A run of records
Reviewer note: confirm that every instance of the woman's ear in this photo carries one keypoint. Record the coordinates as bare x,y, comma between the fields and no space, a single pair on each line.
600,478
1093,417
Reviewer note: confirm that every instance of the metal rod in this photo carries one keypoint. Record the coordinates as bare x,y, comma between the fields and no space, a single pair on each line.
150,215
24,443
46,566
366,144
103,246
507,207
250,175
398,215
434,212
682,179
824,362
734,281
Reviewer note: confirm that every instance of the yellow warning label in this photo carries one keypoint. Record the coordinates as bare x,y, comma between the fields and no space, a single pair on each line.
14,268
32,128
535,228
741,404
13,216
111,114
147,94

--- Exercise ---
Update the lines above by changing every "Reviewer note" to "Audit note". Leave everything else untouched.

--- Exercise answer ---
Audit note: confirm that every instance of the woman's ear in this photo carries one keypoint. Record the coordinates as bare x,y, comma between the fields and no space, a single pair on each line.
600,478
1093,417
Audit note: confirm that every instance of the metal rod in this photo carries one keypoint. Record the coordinates as bare x,y, comma between the fields and no space, a single pair on each line.
150,215
24,443
46,566
366,144
103,246
507,207
250,175
398,215
434,212
682,179
824,362
734,281
Audit note: confirm that every instance of the yellow warning label in this photo carries one keypoint. Record the coordinates as bare x,y, comma between the fields and no space, a single pair on each line.
14,268
32,128
535,228
741,404
13,216
111,114
147,94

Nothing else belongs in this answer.